- **EXERCISE PASSAGE**:

An earlier version of this paper was presented at the 69th Annual Conference of the Political Studies Association (April 2019), at the Centre for Ideology and Discourse Analysis, University of Essex (October 2019) and at an online seminar at Işık University (May, 2020). The authors would like to thank the participants at both events for their valuable comments. Thanks are also due to Ebru Dalgakıran and Asuman Baş for research assistance.

Disclosure statement

No potential conflict of interest was reported by the authors.

Additional information

Funding

This research was funded by British Academy Research Grant NAFR1180177.

Notes on contributors

Vivien Lowndes

Vivien Lowndes is Professor of Public Policy in the Institute of Local Government Studies, at the University of Birmingham, UK. She undertakes research, teaching and knowledge transfer on local governance and public services, with a particular interest in institutional change, citizen participation, community cohesion and gender issues. She is co-editor (with Dave Marsh and Gerry Stoker) of Theories and Methods in Political Science (Palgrave, 2017), and the author of numerous journal articles in her field.

Rabia Karakaya Polat

Rabia Karakaya Polat is Professor of Political Science in the Department of International Relations at Işık University, Turkey. Her research focuses on the political implications of technology (particularly the Internet); critical security studies; and critical discourse analysis. She has published articles in various journals including Critical Discourse Studies, Citizenship Studies, Security Dialogue, and Parliamentary Affairs.

Notes

1. Mourad (Citation2017) investigates the role of national level inaction (and ambiguity) in Lebanon’s response to Syrian refugee arrivals, linking this to the emergence of municipalities as key actors. We would like to thank one of the anonymous referees for directing us to these similar findings in the case of Lebanon.

Dataset entries

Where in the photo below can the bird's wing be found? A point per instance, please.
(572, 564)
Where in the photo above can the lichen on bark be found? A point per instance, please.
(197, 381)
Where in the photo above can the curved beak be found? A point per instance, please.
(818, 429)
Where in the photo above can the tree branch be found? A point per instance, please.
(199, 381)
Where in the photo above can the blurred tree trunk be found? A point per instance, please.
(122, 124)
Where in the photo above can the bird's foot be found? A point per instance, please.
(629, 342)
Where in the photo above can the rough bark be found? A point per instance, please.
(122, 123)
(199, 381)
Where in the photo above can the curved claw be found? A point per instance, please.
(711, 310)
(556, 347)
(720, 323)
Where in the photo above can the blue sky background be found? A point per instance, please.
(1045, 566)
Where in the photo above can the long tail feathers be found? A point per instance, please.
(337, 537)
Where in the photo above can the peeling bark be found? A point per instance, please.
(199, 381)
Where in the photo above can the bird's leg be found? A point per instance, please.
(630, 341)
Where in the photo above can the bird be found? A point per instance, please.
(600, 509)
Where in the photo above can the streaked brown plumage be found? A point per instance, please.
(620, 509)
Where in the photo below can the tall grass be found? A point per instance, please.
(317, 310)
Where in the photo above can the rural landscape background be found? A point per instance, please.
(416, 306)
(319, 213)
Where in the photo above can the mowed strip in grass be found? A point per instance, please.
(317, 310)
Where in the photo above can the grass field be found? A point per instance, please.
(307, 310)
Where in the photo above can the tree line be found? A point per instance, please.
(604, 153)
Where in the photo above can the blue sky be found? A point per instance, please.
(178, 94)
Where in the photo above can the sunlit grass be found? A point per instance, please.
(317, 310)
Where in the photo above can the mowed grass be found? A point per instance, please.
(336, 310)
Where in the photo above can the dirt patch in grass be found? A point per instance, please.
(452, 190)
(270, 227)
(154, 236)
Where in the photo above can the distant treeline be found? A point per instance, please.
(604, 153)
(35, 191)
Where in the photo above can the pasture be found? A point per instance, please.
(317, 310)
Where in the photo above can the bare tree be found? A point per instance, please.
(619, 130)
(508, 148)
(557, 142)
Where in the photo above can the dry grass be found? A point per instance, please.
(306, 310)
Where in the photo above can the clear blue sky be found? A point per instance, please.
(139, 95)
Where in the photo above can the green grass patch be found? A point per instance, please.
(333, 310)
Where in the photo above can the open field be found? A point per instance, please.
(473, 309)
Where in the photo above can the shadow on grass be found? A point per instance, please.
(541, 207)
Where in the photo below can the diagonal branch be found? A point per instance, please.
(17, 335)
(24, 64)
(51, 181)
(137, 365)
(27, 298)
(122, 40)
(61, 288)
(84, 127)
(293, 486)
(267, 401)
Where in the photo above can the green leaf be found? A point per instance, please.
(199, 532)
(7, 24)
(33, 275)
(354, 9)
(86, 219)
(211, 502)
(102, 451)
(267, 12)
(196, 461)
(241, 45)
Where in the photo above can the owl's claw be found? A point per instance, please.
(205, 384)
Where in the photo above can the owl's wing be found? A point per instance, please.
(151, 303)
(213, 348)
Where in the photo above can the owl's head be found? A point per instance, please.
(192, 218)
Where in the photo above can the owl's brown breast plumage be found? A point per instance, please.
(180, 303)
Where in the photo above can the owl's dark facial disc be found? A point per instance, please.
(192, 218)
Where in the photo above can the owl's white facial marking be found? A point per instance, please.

- **QUESTIONS**:
(1) Turn the paragraph in the paper's closing notes that begins "Vivien Lowndes is Professor of Public Policy" into a short bulleted list that keeps its main facts.
(2) Carry on the paper's closing notes from the point where they stop.

- **RESPONSES TO THE EXERCISE**:
(1)
- Professor of Public Policy, Institute of Local Government Studies, University of Birmingham, UK
- Works in research, teaching and knowledge transfer on local governance and public services
- Particular interests: institutional change, citizen participation, community cohesion and gender issues
- Co-editor, with Dave Marsh and Gerry Stoker, of Theories and Methods in Political Science (Palgrave, 2017)
- Author of numerous journal articles in her field

(2)
2. Article 13 (Municipal Law 5393) states that: ‘everyone is a townsman of the town in which he lives.. entitled to take part in municipal decision making and services, receive information on municipal activities and benefit from the aids distributed by the municipal administration’. Municipalities interpret the law differently; some exercise caution to avoid fraud allegations. More inclusive approaches are gaining ground as municipalities learn from one another.

3. International reports provide information on aims, recipients, partners and funding for local projects such as municipal infrastructure, refugee protection, education (UNHCR’s Regional Refugee & Resilience Plans, Report on EU Facility for Refugees in Turkey, Syria Crisis and Resilience Response of UNDP in Turkey).

5. National narratives portraying refugees as escaping the ‘tyranny of the Syrian regime’ use the term muhacir (‘migrant’) from Islamic history, denoting the move from Mecca to Medina in 7th century because of religious persecution. The Turkish people are referred to as ensar, a positive description of Medina inhabitants helping Muslims fleeing Mecca.